═════ Extracted text ═════

A cross-platform multi-layer corpus annotation tool – and extensible platform – for the desktop.


Atomic does not put constraints on annotation layers, and provides tooling and infrastructure for multi-layer corpus annotation.


Atomic is implemented in Java and runs on all major operating systems (Linux, Mac OS, Windows, etc.).

open source

Atomic is open source under the Apache License, Version 2.0, the code is published on GitHub.


Atomic is extensible via plugins, e.g., for new editors, data views, or NLP components.


Atomic includes Pepper, a conversion framework for a large number of linguistic formats.


Atomic’s data model Salt works independent from certain theories, annotation schemes, tagsets, etc. Bring your own tagset!

Atomic originates in the research project Towards a corpus-based typology of clause linkage - An analytical framework and case studies on non-local dependencies (LinkType) at the universities of Zurich and Jena.

Atomic is an architectural prototype for an extensible multi-layer annotation platform for linguistic data. It will be developed into Hexatomic, a stable, production-ready software product, in a research project funded by the DFG as part of the “Research Software Sustainability” programme, starting in autumn 2018.

Atomic and Hexatomic work on a concrete implementation of the generic graph-based meta model Salt, and embeds its complementary conversion framework Pepper, allowing for n : m mapping between data formats. Hexatomic will also embed the ANNIS search engine for linguistic data as well as an interface to its query language AQL.

If you want to refer to the concepts Atomic implements, please cite it as follows.

Druskat, Stephan, Lennart Bierkandt, Volker Gast, Christoph Rzymski & Florian Zipser. 2014. Atomic: an open-source software platform for multi-layer corpus annotation. In Josef Ruppert and Gertrud Faaß (eds.): Proceedings of the 12th Konferenz zur Verarbeitung natürlicher Sprache (KONVENS 2014), Hildesheim, October 2014. 228–234. ISBN 978-3-934105-46-1. PDF

Atomic is an architectural prototype. It will be released for reference before the start of the Hexatomic project in autumn 2018.

═════ Data extract ═════

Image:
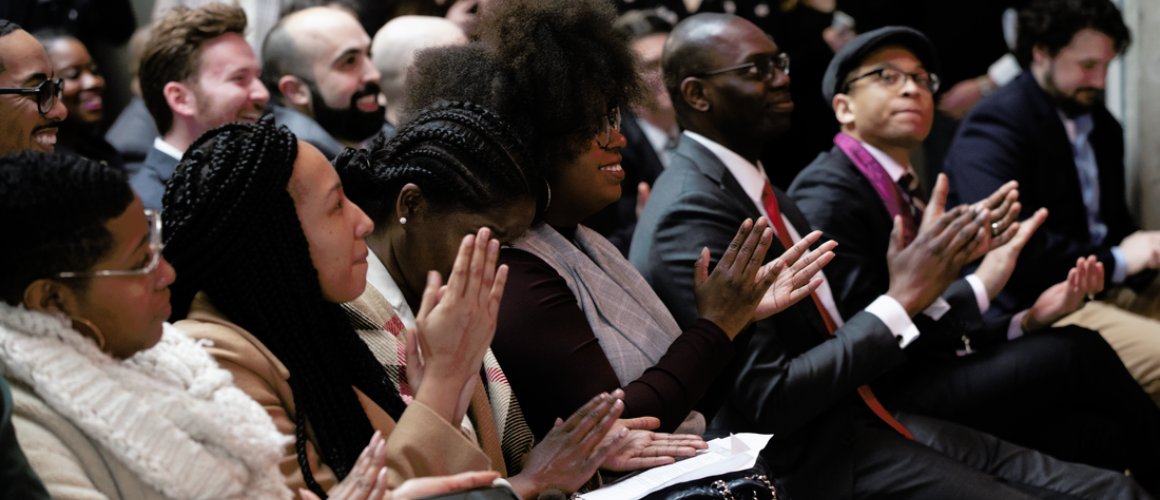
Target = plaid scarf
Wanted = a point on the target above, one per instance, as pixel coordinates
(502, 428)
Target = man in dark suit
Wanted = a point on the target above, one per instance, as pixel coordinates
(1050, 131)
(1056, 390)
(804, 375)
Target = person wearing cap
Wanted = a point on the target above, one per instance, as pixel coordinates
(881, 87)
(804, 374)
(1050, 130)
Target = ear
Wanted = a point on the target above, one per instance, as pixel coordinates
(843, 109)
(696, 94)
(180, 98)
(411, 203)
(51, 296)
(295, 91)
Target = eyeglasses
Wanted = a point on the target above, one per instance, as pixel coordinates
(46, 93)
(607, 124)
(154, 247)
(894, 78)
(761, 69)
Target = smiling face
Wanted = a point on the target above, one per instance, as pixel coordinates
(22, 125)
(226, 86)
(334, 226)
(84, 84)
(1077, 75)
(878, 114)
(128, 310)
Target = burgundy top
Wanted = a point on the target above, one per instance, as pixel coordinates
(555, 362)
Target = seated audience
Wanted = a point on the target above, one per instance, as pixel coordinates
(578, 319)
(317, 63)
(133, 131)
(1050, 131)
(197, 72)
(80, 132)
(393, 50)
(270, 248)
(805, 371)
(29, 93)
(108, 400)
(1053, 390)
(650, 130)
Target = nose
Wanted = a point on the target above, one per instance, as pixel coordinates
(165, 275)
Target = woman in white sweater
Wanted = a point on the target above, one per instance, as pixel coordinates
(110, 401)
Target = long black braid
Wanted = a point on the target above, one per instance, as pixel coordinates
(232, 231)
(462, 156)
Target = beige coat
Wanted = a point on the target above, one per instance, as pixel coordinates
(420, 444)
(70, 464)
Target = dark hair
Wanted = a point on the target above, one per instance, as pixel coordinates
(174, 48)
(52, 215)
(640, 23)
(552, 67)
(462, 156)
(1051, 24)
(232, 231)
(6, 28)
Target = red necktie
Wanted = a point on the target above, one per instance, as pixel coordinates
(775, 218)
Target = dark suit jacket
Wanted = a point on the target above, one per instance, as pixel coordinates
(617, 220)
(150, 181)
(1017, 135)
(797, 382)
(839, 200)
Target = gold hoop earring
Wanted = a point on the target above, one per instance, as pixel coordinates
(91, 326)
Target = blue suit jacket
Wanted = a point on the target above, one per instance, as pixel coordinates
(1017, 135)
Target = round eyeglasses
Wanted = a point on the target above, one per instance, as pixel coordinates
(893, 78)
(46, 93)
(609, 122)
(762, 69)
(154, 248)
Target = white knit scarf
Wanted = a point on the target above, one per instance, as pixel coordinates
(168, 413)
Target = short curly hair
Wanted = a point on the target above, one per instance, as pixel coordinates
(549, 67)
(52, 214)
(1051, 24)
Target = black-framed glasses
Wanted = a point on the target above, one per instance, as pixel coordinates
(609, 122)
(154, 247)
(893, 78)
(46, 93)
(761, 69)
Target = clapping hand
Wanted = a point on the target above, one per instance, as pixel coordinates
(1084, 281)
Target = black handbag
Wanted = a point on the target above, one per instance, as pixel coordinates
(752, 484)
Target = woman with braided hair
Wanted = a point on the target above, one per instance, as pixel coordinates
(454, 169)
(579, 319)
(269, 250)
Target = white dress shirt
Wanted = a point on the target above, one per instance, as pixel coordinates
(753, 181)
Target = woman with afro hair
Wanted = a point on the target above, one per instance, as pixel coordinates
(578, 319)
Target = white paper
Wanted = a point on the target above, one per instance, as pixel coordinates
(725, 455)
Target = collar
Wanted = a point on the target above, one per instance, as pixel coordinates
(892, 168)
(167, 149)
(751, 176)
(381, 279)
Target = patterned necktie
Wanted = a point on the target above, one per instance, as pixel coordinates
(775, 216)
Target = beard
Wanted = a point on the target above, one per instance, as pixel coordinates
(1070, 103)
(350, 123)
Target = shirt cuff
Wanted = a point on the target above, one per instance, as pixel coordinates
(1015, 330)
(980, 292)
(1005, 70)
(894, 316)
(1121, 272)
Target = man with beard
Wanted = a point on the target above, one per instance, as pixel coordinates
(30, 116)
(197, 72)
(317, 62)
(1050, 131)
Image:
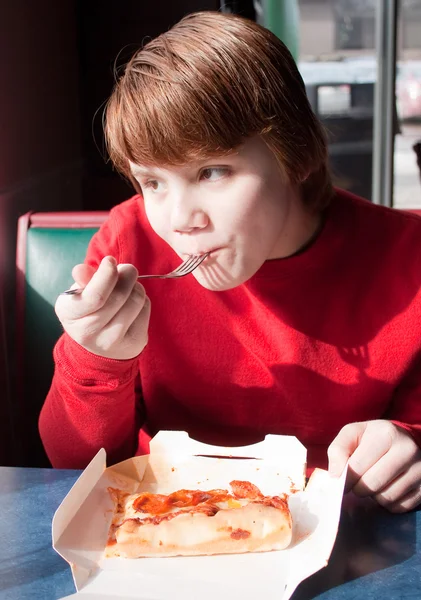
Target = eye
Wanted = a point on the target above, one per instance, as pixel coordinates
(153, 185)
(214, 173)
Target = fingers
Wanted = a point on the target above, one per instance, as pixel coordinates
(362, 448)
(389, 468)
(343, 446)
(404, 492)
(135, 309)
(82, 274)
(384, 463)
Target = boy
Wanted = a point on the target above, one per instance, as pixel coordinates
(304, 320)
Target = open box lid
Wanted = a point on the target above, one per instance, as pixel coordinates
(80, 525)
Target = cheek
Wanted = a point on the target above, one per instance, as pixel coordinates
(158, 219)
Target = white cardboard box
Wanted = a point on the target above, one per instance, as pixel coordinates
(276, 465)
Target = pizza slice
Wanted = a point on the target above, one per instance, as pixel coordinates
(195, 522)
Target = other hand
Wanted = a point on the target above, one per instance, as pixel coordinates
(384, 462)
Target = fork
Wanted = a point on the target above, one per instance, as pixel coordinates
(188, 266)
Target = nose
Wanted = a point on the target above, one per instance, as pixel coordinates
(187, 216)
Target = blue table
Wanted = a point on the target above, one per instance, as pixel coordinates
(376, 556)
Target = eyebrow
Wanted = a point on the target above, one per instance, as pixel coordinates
(139, 171)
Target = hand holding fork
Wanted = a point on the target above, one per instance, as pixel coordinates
(111, 315)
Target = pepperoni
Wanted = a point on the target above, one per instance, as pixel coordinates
(160, 505)
(240, 534)
(245, 489)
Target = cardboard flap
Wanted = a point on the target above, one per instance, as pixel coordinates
(78, 494)
(273, 447)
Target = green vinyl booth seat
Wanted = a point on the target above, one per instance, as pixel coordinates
(48, 247)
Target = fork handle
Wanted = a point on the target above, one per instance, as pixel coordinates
(77, 291)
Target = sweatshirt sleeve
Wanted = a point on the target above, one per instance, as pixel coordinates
(91, 403)
(405, 410)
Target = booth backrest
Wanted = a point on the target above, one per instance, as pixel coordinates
(48, 246)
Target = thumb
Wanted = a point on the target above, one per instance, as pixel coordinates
(82, 274)
(343, 446)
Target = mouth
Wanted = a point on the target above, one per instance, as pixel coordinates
(206, 253)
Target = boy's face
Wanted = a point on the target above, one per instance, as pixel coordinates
(237, 207)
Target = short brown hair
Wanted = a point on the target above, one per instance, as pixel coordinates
(206, 85)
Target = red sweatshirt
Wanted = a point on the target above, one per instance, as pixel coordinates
(311, 342)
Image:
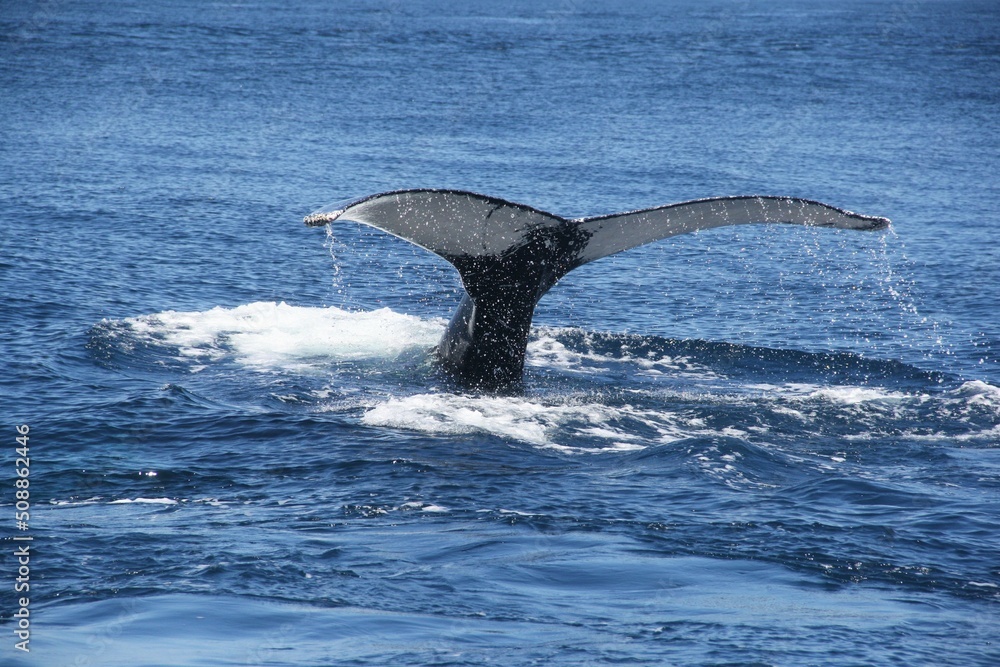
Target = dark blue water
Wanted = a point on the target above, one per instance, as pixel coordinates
(748, 446)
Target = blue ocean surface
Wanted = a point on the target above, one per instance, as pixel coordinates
(755, 445)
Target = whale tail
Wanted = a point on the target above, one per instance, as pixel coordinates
(509, 255)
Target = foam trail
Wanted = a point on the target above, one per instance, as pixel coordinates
(277, 335)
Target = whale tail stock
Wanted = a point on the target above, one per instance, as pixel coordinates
(509, 255)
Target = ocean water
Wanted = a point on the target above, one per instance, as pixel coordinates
(749, 446)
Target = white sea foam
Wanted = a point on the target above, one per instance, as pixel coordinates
(149, 501)
(277, 335)
(568, 425)
(981, 393)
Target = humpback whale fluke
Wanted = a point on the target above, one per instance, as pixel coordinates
(509, 255)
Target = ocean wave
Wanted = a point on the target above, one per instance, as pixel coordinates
(272, 335)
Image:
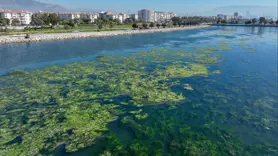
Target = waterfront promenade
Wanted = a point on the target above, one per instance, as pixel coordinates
(73, 35)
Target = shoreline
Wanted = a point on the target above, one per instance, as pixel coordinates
(245, 25)
(64, 36)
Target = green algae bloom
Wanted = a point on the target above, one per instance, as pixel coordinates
(72, 104)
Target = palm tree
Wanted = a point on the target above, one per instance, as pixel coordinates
(111, 24)
(254, 20)
(152, 25)
(145, 25)
(15, 22)
(158, 25)
(134, 25)
(262, 20)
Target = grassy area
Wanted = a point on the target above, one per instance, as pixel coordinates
(82, 28)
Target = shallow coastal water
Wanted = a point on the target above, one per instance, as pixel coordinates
(209, 91)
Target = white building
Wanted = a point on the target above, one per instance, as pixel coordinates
(124, 16)
(110, 15)
(134, 17)
(163, 16)
(24, 17)
(146, 15)
(68, 15)
(88, 16)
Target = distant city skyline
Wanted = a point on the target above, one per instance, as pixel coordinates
(179, 6)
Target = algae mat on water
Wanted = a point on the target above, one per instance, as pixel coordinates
(73, 104)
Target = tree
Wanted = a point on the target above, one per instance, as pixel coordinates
(15, 22)
(4, 21)
(223, 22)
(129, 21)
(111, 24)
(248, 22)
(158, 25)
(176, 20)
(53, 19)
(100, 25)
(152, 25)
(145, 25)
(262, 20)
(117, 21)
(134, 26)
(254, 20)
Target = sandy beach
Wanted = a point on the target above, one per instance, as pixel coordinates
(62, 36)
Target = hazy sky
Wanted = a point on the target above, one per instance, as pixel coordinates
(163, 5)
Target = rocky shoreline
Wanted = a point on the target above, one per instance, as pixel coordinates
(62, 36)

═════

[Exercise objective] Continue the page about the Atomic corpus annotation tool, which appears above the rows, starting after its last sentence.

[Result of this exercise]
Past experimental releases have been removed.

To receive updates about releases, please subscribe to the Atomic users mailing list: atomic-user. Subscribers to the list will be notified of any releases.

Atomic will be released under the open source Apache License, Version 2.0, so that you can use the software without restrictions, as well as contribute yourself.

Suggest a feature?

If you want to let us know what feature, new or better functionality you would like to see in a future release of Atomic, please create a new issue over at the Atomic GitHub site.

Alternatively, you can write us an email at atomic-feature-requests @ corpus-tools · org.

Found a bug?

If you have found something that doesn’t work, or doesn’t work as expected, please create a new issue over at the Atomic GitHub site.

Alternatively, you can write us an email at atomic-bugs @ corpus-tools · org.


Do you want to contribute actively to the development of Atomic? Write your own plugin? Add an editor? The Atomic source code is published at GitHub:

Feel free to fork or clone the sources and get started!

It would be great if you kept us updated on your ideas and enhancements! Please write an email to atomic @ corpus-tools · org.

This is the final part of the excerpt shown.